**Required work**
Print, unchanged, the stretch of the rows below that opens with the line containing "Please segment every instance of the twig" and closes with the line containing "705], [655, 712]]", both of those lines included.

**Material to process**
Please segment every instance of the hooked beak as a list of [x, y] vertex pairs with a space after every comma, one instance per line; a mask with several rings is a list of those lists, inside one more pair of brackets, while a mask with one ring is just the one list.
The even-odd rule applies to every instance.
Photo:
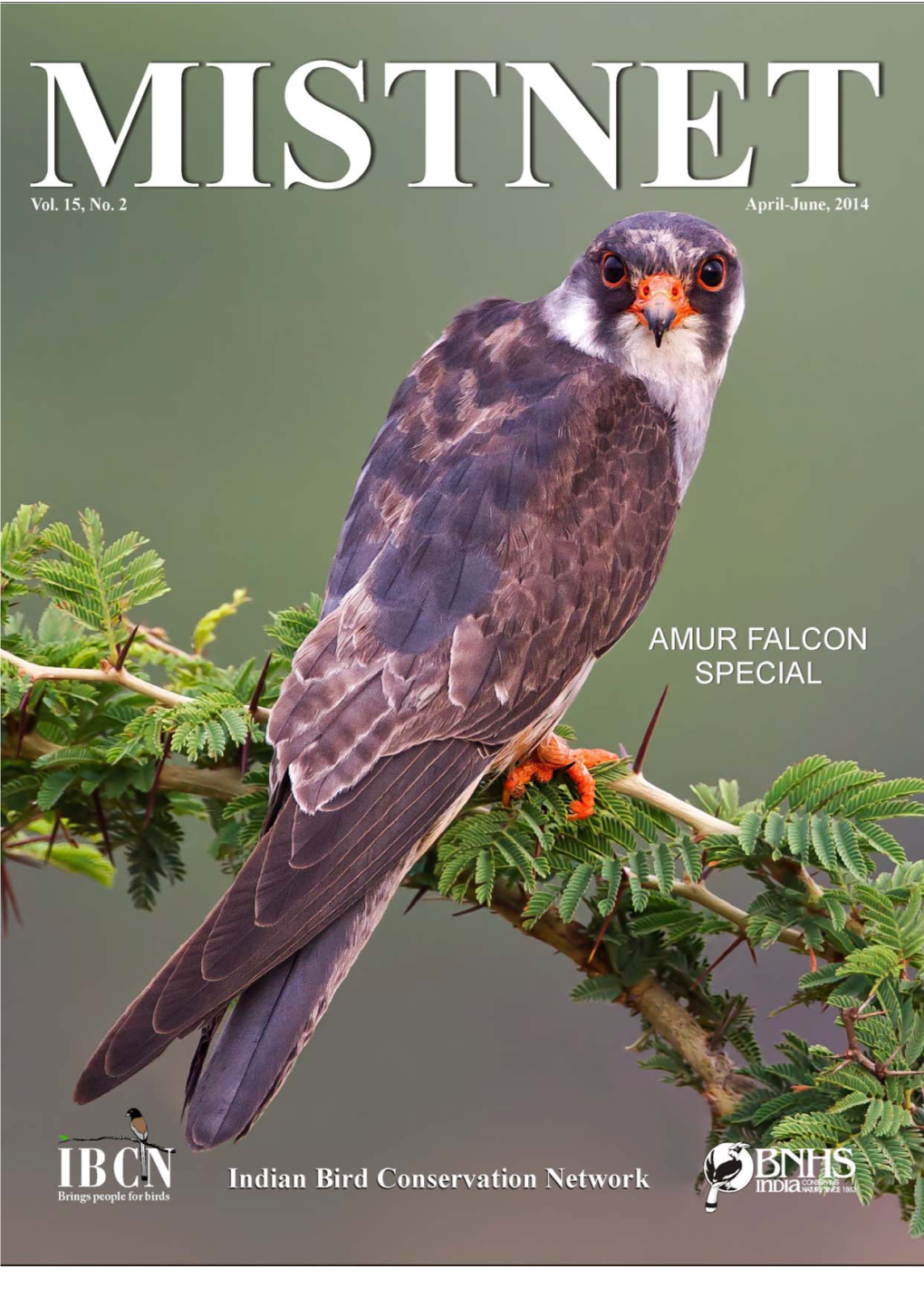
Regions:
[[669, 272], [657, 272], [653, 277], [644, 277], [639, 283], [631, 311], [639, 322], [647, 324], [655, 337], [655, 345], [660, 349], [665, 334], [697, 310], [686, 298], [680, 277], [673, 277]]

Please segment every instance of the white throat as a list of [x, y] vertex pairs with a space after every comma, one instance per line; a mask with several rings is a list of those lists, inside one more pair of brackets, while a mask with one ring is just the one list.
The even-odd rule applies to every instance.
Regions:
[[[631, 314], [623, 314], [616, 340], [601, 340], [593, 301], [562, 283], [545, 298], [545, 318], [553, 336], [593, 358], [622, 368], [644, 382], [651, 399], [674, 421], [674, 460], [681, 500], [706, 447], [712, 403], [725, 374], [725, 357], [712, 366], [702, 349], [704, 324], [687, 318], [668, 332], [659, 349], [655, 337]], [[734, 306], [732, 335], [744, 313], [744, 296]]]

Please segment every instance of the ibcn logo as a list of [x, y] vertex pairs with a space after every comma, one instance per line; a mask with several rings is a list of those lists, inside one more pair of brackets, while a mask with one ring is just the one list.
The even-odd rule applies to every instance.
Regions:
[[[59, 1137], [59, 1199], [120, 1203], [170, 1198], [175, 1150], [149, 1139], [148, 1122], [139, 1108], [129, 1108], [125, 1117], [131, 1135]], [[102, 1148], [102, 1141], [128, 1143], [112, 1151]]]

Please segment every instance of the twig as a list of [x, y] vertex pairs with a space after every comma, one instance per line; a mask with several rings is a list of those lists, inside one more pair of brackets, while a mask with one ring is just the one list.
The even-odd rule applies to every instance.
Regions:
[[[47, 753], [54, 753], [60, 746], [52, 744], [37, 731], [27, 732], [22, 740], [24, 759], [43, 759]], [[3, 746], [4, 757], [12, 755], [7, 743]], [[242, 781], [237, 768], [187, 768], [184, 764], [166, 763], [161, 769], [158, 790], [178, 790], [184, 795], [201, 795], [204, 799], [237, 799], [247, 795], [256, 787]]]
[[651, 714], [651, 721], [648, 722], [648, 726], [646, 727], [644, 735], [642, 736], [642, 744], [638, 747], [638, 751], [636, 751], [635, 757], [633, 760], [633, 772], [638, 772], [638, 773], [642, 772], [642, 764], [644, 763], [644, 756], [648, 752], [648, 746], [651, 744], [651, 738], [655, 734], [655, 727], [657, 726], [657, 719], [661, 715], [661, 709], [664, 708], [664, 701], [668, 697], [668, 691], [669, 689], [670, 689], [669, 685], [664, 687], [664, 689], [661, 691], [661, 697], [657, 701], [657, 704], [655, 705], [655, 712]]
[[20, 708], [17, 710], [18, 714], [20, 714], [20, 725], [16, 729], [16, 757], [17, 759], [20, 759], [22, 756], [22, 740], [24, 740], [25, 734], [26, 734], [26, 722], [29, 721], [29, 700], [31, 698], [31, 693], [33, 693], [33, 687], [30, 685], [29, 689], [22, 696], [22, 698], [20, 700]]
[[[247, 712], [250, 713], [250, 715], [252, 718], [256, 717], [256, 712], [260, 708], [260, 697], [263, 696], [263, 689], [264, 689], [264, 687], [267, 684], [267, 674], [269, 672], [269, 664], [272, 662], [272, 658], [273, 658], [272, 654], [267, 654], [267, 658], [265, 658], [264, 664], [263, 664], [263, 671], [260, 672], [259, 678], [256, 679], [256, 685], [254, 687], [254, 693], [251, 695], [250, 704], [247, 705]], [[248, 763], [250, 763], [250, 729], [247, 729], [247, 735], [244, 736], [244, 743], [243, 743], [243, 747], [240, 749], [240, 776], [242, 777], [247, 772]]]
[[9, 872], [7, 871], [5, 861], [0, 866], [0, 899], [3, 900], [3, 934], [9, 935], [9, 910], [13, 909], [13, 916], [16, 921], [22, 926], [22, 914], [20, 913], [20, 905], [16, 899], [16, 891], [13, 889], [13, 883], [9, 879]]
[[108, 825], [106, 823], [106, 814], [103, 812], [103, 802], [99, 798], [99, 790], [93, 791], [91, 799], [93, 799], [93, 807], [95, 808], [97, 812], [99, 835], [103, 837], [103, 849], [106, 850], [106, 857], [108, 858], [110, 863], [114, 863], [115, 858], [112, 857], [112, 842], [108, 838]]
[[[178, 695], [176, 691], [154, 685], [153, 681], [145, 681], [140, 676], [127, 672], [124, 667], [116, 668], [108, 659], [103, 659], [101, 667], [44, 667], [41, 663], [30, 663], [29, 659], [20, 658], [18, 654], [10, 654], [9, 650], [0, 650], [0, 658], [12, 663], [20, 672], [25, 672], [33, 681], [102, 681], [107, 685], [124, 685], [127, 691], [145, 695], [149, 700], [157, 700], [158, 704], [167, 704], [171, 708], [196, 702], [190, 695]], [[269, 709], [257, 708], [254, 717], [260, 722], [268, 722]]]
[[139, 1141], [137, 1135], [65, 1135], [60, 1144], [69, 1144], [74, 1141], [77, 1144], [93, 1144], [94, 1141], [128, 1141], [131, 1144], [144, 1143], [145, 1148], [156, 1148], [158, 1154], [175, 1154], [176, 1150], [167, 1144], [152, 1144], [150, 1141]]
[[706, 977], [710, 976], [712, 972], [715, 972], [715, 969], [719, 967], [719, 964], [724, 963], [725, 959], [728, 957], [728, 955], [733, 954], [734, 950], [737, 950], [737, 947], [740, 944], [744, 944], [746, 939], [748, 939], [746, 935], [736, 935], [734, 939], [732, 940], [732, 943], [728, 946], [728, 948], [723, 950], [721, 954], [718, 957], [712, 959], [712, 961], [710, 963], [710, 965], [707, 968], [703, 968], [703, 971], [699, 973], [699, 976], [697, 977], [697, 980], [693, 982], [694, 986], [702, 985], [702, 982], [706, 980]]
[[[681, 883], [678, 882], [678, 886]], [[576, 922], [562, 922], [550, 910], [529, 930], [524, 930], [525, 896], [515, 887], [498, 884], [491, 899], [491, 912], [527, 935], [531, 940], [550, 944], [591, 976], [610, 974], [602, 955], [591, 957], [591, 942]], [[710, 1032], [653, 976], [643, 977], [625, 990], [625, 1002], [639, 1012], [648, 1025], [674, 1049], [702, 1080], [702, 1093], [718, 1117], [727, 1117], [753, 1088], [732, 1059], [710, 1049]]]
[[132, 641], [137, 634], [139, 634], [139, 627], [136, 624], [129, 632], [128, 637], [122, 642], [122, 645], [119, 645], [119, 657], [115, 661], [116, 672], [120, 672], [125, 666], [125, 658], [128, 657], [128, 651], [132, 647]]

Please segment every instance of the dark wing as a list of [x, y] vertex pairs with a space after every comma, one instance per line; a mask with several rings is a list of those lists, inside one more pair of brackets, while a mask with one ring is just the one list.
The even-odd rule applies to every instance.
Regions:
[[552, 726], [647, 598], [676, 508], [668, 422], [639, 383], [550, 341], [533, 306], [460, 315], [376, 437], [273, 709], [274, 820], [77, 1097], [315, 939]]

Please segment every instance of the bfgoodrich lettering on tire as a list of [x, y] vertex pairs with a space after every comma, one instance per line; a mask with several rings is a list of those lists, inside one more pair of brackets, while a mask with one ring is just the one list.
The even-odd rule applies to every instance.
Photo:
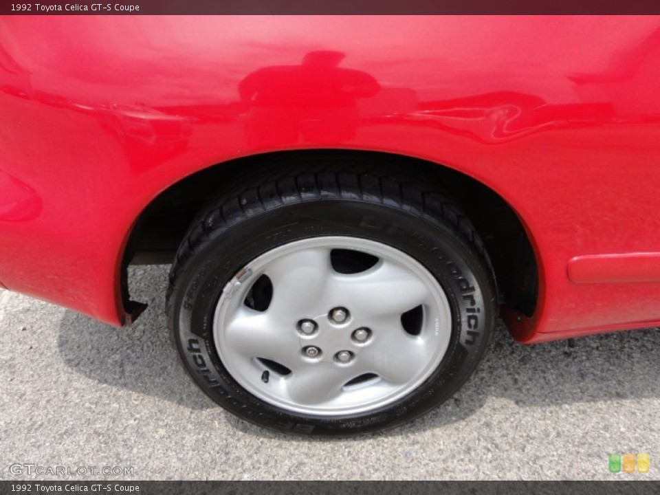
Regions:
[[481, 241], [437, 192], [375, 170], [292, 169], [212, 202], [179, 248], [168, 308], [184, 366], [219, 404], [346, 436], [451, 396], [487, 347], [495, 300]]

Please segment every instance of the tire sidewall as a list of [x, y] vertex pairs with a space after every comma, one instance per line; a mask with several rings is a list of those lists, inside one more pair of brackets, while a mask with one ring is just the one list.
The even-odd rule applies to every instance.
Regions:
[[[403, 251], [430, 272], [450, 303], [451, 338], [439, 366], [406, 397], [367, 413], [311, 416], [272, 406], [232, 378], [215, 348], [216, 306], [234, 275], [272, 249], [321, 236], [368, 239]], [[495, 313], [487, 267], [455, 230], [415, 208], [346, 199], [280, 206], [214, 231], [182, 267], [171, 300], [175, 345], [186, 371], [209, 397], [261, 426], [314, 436], [350, 436], [393, 427], [448, 399], [476, 368]]]

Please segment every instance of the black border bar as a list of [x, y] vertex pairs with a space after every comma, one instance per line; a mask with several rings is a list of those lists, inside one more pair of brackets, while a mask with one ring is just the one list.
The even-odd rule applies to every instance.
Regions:
[[[16, 490], [16, 487], [23, 487]], [[28, 488], [29, 487], [29, 488]], [[59, 488], [58, 488], [59, 487]], [[656, 495], [660, 481], [0, 481], [1, 494]]]

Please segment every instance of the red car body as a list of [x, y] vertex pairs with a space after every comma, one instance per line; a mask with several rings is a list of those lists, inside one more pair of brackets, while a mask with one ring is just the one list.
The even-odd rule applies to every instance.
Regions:
[[660, 324], [658, 80], [654, 16], [7, 17], [0, 282], [126, 324], [126, 248], [164, 191], [362, 151], [515, 212], [538, 271], [533, 311], [504, 307], [517, 340]]

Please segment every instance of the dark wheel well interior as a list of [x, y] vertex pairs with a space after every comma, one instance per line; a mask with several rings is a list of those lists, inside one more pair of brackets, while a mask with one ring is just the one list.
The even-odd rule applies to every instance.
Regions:
[[267, 175], [278, 167], [336, 166], [342, 161], [376, 166], [424, 181], [430, 190], [441, 191], [461, 206], [485, 245], [501, 302], [531, 316], [538, 293], [536, 258], [520, 220], [498, 195], [472, 177], [437, 164], [399, 155], [343, 150], [282, 151], [240, 158], [202, 170], [164, 191], [144, 209], [131, 233], [122, 267], [124, 305], [131, 304], [127, 265], [170, 263], [195, 215], [210, 198], [241, 188], [248, 178]]

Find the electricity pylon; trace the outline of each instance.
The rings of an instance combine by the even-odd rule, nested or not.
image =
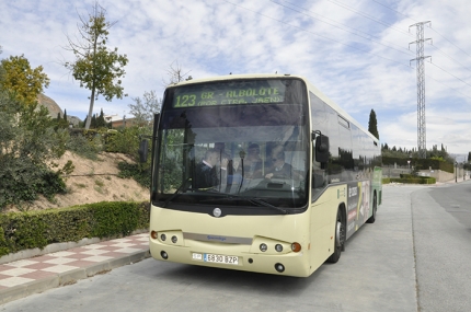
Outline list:
[[[420,22],[414,25],[409,26],[416,27],[416,41],[409,44],[416,44],[417,57],[411,59],[411,61],[416,61],[416,72],[417,72],[417,151],[418,158],[425,159],[427,157],[426,148],[426,134],[425,134],[425,67],[424,59],[429,56],[424,56],[424,42],[432,41],[430,38],[424,39],[424,24],[428,24],[430,21]]]

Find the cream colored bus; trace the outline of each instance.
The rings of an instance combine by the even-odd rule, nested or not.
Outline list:
[[[156,259],[307,277],[376,219],[379,141],[302,77],[170,85],[154,129]]]

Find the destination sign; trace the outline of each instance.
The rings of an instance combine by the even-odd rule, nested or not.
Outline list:
[[[188,85],[175,89],[172,107],[283,103],[285,91],[279,80]]]

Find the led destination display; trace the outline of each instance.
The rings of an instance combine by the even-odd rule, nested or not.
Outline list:
[[[172,107],[283,103],[286,85],[279,80],[182,86],[174,91]]]

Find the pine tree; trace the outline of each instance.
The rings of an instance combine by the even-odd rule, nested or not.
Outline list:
[[[379,140],[378,122],[374,109],[369,113],[368,131]]]

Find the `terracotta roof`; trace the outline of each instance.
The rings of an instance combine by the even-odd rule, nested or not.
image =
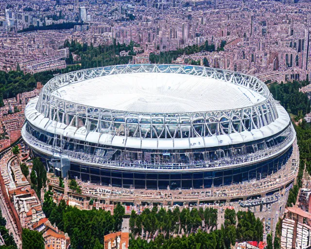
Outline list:
[[[45,223],[46,221],[49,220],[47,218],[43,218],[43,219],[40,219],[39,221],[38,221],[36,223],[34,224],[33,225],[33,228],[35,229],[35,228],[38,227],[39,226],[41,226],[43,223]]]
[[[54,238],[57,238],[59,239],[66,239],[66,237],[64,234],[62,234],[60,233],[57,233],[55,232],[52,229],[48,229],[44,234],[43,237],[46,238],[49,236],[54,237]]]

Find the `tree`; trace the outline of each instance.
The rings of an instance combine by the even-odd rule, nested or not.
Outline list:
[[[3,94],[2,89],[0,89],[0,107],[3,107],[4,103],[3,103]]]
[[[59,177],[59,186],[61,188],[65,188],[65,184],[64,184],[64,180],[63,178],[61,176]]]
[[[203,65],[204,65],[204,67],[209,67],[209,62],[206,57],[203,58]]]
[[[104,246],[99,242],[98,238],[96,238],[95,240],[95,244],[93,249],[104,249]]]
[[[32,170],[31,173],[30,174],[30,180],[31,180],[31,183],[33,184],[36,185],[38,184],[37,176],[35,175],[35,170]]]
[[[69,188],[76,192],[78,194],[81,193],[81,189],[80,189],[79,185],[78,185],[77,181],[74,179],[72,179],[70,181],[70,182],[69,183]]]
[[[18,145],[16,145],[12,149],[12,152],[14,155],[17,155],[19,153],[19,147]]]
[[[135,210],[132,210],[131,212],[131,216],[130,216],[130,220],[129,221],[129,226],[130,227],[130,230],[133,233],[134,232],[134,229],[135,229],[135,222],[136,218],[137,218],[137,213]]]
[[[235,225],[236,223],[236,213],[234,209],[226,209],[225,211],[225,227],[231,225]]]
[[[273,249],[272,246],[272,236],[271,233],[268,233],[267,236],[267,249]]]
[[[50,190],[45,192],[42,211],[47,218],[50,217],[51,213],[56,206],[56,204],[53,201],[53,193]]]
[[[22,233],[22,249],[44,249],[45,244],[41,233],[35,230],[23,229]]]
[[[25,177],[27,178],[29,175],[29,169],[28,168],[28,166],[24,162],[21,163],[20,166],[20,170],[21,170],[21,172],[23,173],[23,175],[25,176]]]

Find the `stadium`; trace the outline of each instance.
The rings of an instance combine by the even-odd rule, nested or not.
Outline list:
[[[128,65],[56,76],[22,130],[57,175],[125,189],[260,180],[282,169],[295,133],[255,77],[204,67]]]

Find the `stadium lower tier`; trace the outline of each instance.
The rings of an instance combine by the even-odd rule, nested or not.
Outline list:
[[[156,172],[113,170],[71,162],[68,175],[91,183],[112,187],[152,190],[190,189],[210,188],[259,180],[275,173],[284,166],[293,152],[291,146],[282,155],[272,160],[237,168],[195,172]],[[41,155],[42,157],[44,156]],[[57,160],[45,157],[54,165]],[[58,162],[59,163],[59,162]],[[55,170],[57,175],[59,171]]]

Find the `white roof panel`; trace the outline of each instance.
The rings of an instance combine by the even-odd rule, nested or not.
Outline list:
[[[220,80],[156,72],[96,77],[64,86],[52,94],[90,107],[155,113],[240,108],[265,99],[253,90]]]

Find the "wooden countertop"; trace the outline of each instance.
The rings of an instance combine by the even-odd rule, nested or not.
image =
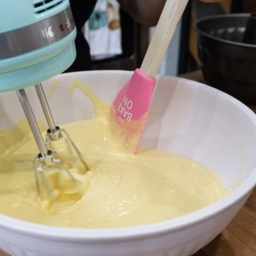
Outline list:
[[[201,72],[180,77],[205,83]],[[256,113],[256,106],[248,106]],[[193,256],[255,256],[256,255],[256,188],[229,226],[212,242]],[[0,250],[0,256],[9,256]]]

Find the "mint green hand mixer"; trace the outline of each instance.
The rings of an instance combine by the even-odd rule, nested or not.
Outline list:
[[[36,87],[49,125],[49,140],[65,140],[69,155],[76,155],[76,160],[86,169],[85,162],[69,136],[55,125],[40,84],[62,73],[75,59],[76,28],[69,2],[8,0],[1,1],[0,6],[0,92],[16,90],[39,149],[33,162],[38,192],[42,195],[42,189],[44,189],[55,201],[53,190],[44,173],[44,168],[57,166],[74,185],[76,180],[65,162],[43,139],[24,88]]]

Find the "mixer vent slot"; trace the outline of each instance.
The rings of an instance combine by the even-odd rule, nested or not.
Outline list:
[[[33,0],[35,14],[42,14],[61,4],[65,0]]]

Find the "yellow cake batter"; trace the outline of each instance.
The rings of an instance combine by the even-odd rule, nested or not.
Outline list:
[[[26,122],[2,131],[0,212],[57,226],[121,227],[186,214],[228,194],[213,171],[192,160],[147,148],[137,154],[121,152],[109,136],[106,113],[61,125],[90,170],[79,162],[68,166],[79,181],[74,186],[62,172],[47,169],[58,201],[54,205],[44,194],[38,199],[36,193],[32,160],[38,149],[31,134],[22,136],[29,131]],[[12,146],[3,144],[10,138]],[[56,148],[61,147],[60,143]],[[62,159],[65,155],[60,153]]]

**Written answer**
Please segment every instance of the twig as a list of [x, y] vertex pairs with a space after every comma, one instance per line; a mask with several rings is a list of those lists, inside one more pair of brackets, while a mask with one ring is just the one list.
The even-odd rule applies to every instance.
Regions:
[[[47, 753], [54, 753], [60, 746], [52, 744], [37, 731], [27, 732], [22, 740], [24, 759], [43, 759]], [[3, 746], [4, 757], [12, 755], [7, 743]], [[242, 781], [237, 768], [187, 768], [184, 764], [166, 763], [161, 769], [158, 790], [178, 790], [184, 795], [201, 795], [204, 799], [237, 799], [247, 795], [256, 787]]]
[[651, 714], [651, 721], [648, 722], [648, 726], [646, 727], [644, 735], [642, 736], [642, 744], [638, 747], [638, 751], [636, 751], [635, 757], [633, 760], [633, 772], [638, 772], [638, 773], [642, 772], [642, 764], [644, 763], [644, 756], [648, 752], [648, 746], [651, 744], [651, 738], [655, 734], [655, 727], [657, 726], [657, 719], [661, 715], [661, 709], [664, 708], [664, 701], [668, 697], [668, 691], [669, 689], [670, 689], [669, 685], [664, 687], [664, 689], [661, 691], [661, 697], [657, 701], [657, 704], [655, 705], [655, 712]]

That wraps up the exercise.